The data
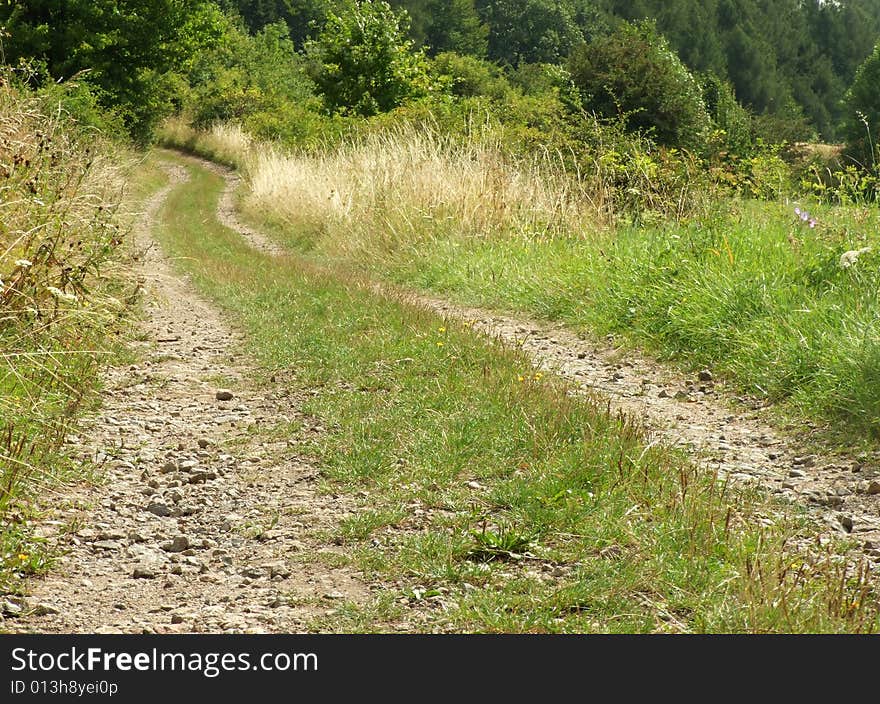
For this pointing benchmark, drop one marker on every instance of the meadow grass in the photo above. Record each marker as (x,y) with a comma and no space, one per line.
(744,287)
(491,498)
(60,307)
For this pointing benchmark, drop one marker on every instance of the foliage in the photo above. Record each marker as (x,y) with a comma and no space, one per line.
(258,81)
(730,120)
(531,31)
(362,62)
(633,74)
(468,76)
(862,124)
(59,236)
(128,49)
(446,25)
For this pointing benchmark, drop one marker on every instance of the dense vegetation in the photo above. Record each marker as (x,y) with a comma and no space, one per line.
(59,308)
(633,168)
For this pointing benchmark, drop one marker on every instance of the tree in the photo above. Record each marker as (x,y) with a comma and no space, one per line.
(530,31)
(633,74)
(303,18)
(128,49)
(362,61)
(862,116)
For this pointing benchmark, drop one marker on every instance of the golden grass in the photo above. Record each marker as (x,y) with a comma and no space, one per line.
(397,187)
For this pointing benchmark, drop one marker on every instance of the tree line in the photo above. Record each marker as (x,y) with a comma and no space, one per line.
(679,71)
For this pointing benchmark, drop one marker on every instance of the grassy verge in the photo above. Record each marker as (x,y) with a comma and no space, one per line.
(749,289)
(61,308)
(491,499)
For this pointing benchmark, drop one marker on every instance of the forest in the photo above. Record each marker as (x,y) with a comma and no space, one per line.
(440,316)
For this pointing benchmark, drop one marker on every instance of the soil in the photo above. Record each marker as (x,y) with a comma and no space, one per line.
(198,525)
(195,526)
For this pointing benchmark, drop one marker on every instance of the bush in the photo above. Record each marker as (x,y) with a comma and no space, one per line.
(862,122)
(634,75)
(468,76)
(362,62)
(731,120)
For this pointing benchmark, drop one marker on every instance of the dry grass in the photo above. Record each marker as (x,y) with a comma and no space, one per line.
(391,188)
(59,194)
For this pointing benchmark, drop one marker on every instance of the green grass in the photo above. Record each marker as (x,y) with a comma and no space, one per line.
(752,292)
(494,504)
(62,312)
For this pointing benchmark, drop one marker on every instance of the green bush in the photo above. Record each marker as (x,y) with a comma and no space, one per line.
(363,63)
(468,76)
(862,122)
(731,120)
(634,75)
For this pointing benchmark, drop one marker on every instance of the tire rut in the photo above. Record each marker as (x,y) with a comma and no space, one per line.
(695,413)
(197,524)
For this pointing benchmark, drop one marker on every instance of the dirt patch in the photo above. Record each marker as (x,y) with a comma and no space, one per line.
(696,413)
(197,525)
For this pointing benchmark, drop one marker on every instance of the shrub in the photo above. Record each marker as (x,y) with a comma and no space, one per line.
(362,62)
(634,74)
(468,76)
(862,122)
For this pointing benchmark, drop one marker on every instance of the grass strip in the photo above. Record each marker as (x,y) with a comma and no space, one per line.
(491,498)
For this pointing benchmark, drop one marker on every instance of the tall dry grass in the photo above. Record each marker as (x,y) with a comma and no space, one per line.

Job
Omit the pictures and output all of the other material exactly.

Exercise answer
For this pointing benchmark, drop one marker on every instance of the meadow grass in the photo above. Record each marker as (x,y) with a comma and no space, one per line.
(744,287)
(491,498)
(60,307)
For this pointing benchmark, drop one marker on every instance of the foliage in the photo above. Record each marker as (x,y) with a comma and no space, one per line.
(258,81)
(730,120)
(531,31)
(362,62)
(633,74)
(468,76)
(862,124)
(59,236)
(128,49)
(446,25)
For this pointing benchmark, drop one marker on every instance of the dense vegetation in the photo above. Record each marker as (x,y) with a comma and no space, one per line.
(59,308)
(633,168)
For this pointing benchmark, drop one marker on every instance of the tree in the photo above. Record each marker as (x,y) with a comma and no space, one per line.
(530,31)
(633,74)
(303,18)
(128,49)
(362,61)
(862,116)
For this pointing benchmark, drop one marker on every instance of the golden grass in the photo above. Record each marker as (x,y) with a comma and no space, one per line.
(397,187)
For this pointing benchmark, drop one marker on every instance of the tree line in the photo above. Record each marker as (x,y) with a comma and no space, one per line.
(679,71)
For this pointing benchmark, drop one marker on every instance of the grassy verge in the photo above. Record each marker as (x,y) with a comma and no space, one per line.
(749,289)
(61,308)
(491,499)
For this pointing benchmark, drop one marker on every instance of the forest in the photo above. Record each marker as (x,y) with a comma and no space, one per line.
(440,316)
For this pointing benchmark, drop one marker on every instance of the soil in the photo above. Record each marker as (x,y) with a comma and no space, one per line.
(198,525)
(195,526)
For this pointing benchmark, drop one marker on every instance of the bush in the photo above. Record each marker as (x,y) with a comma and no space, one per line.
(862,122)
(634,75)
(468,76)
(362,62)
(731,120)
For this pointing benchmark, drop one marker on every instance of the dry grass in the photo above. Record each marker as (x,y) with a comma and no space, one per line.
(391,188)
(59,194)
For this pointing benchmark, drop one marker on every instance of the green grass in the photo above. Record each marker as (x,y) with a comma and no space, one per line.
(752,292)
(494,504)
(62,312)
For this pointing benchmark, drop one marker on every instance of the green bush in the photo above. Record each marker as (x,y) with a comma and no space, one per line.
(363,63)
(468,76)
(862,122)
(731,120)
(634,75)
For this pointing benchmark, drop one marker on every instance of the tire rut in the photo above. Record each marker as (x,y) with a comma and no space, one per line.
(695,413)
(197,524)
For this pointing benchmark, drop one marker on every instance of the dirt patch in the photo above. Record each marker as (x,y) with a comma and no space, one per line.
(696,413)
(197,525)
For this pointing benchmark, drop one marker on every instance of the shrub in the photo above. Record each marker as (x,y) with a comma and no space, one per line.
(362,62)
(634,74)
(468,76)
(862,122)
For this pointing benchmark, drop one marker on every instance of the grass strip in the photo above. Record each marker as (x,y) with a comma and no space, one per line.
(491,498)
For this pointing benchmark, drop one marker on every instance of the tall dry grass in the photo above. Record each marker as (x,y) with a comma and no space, one per line.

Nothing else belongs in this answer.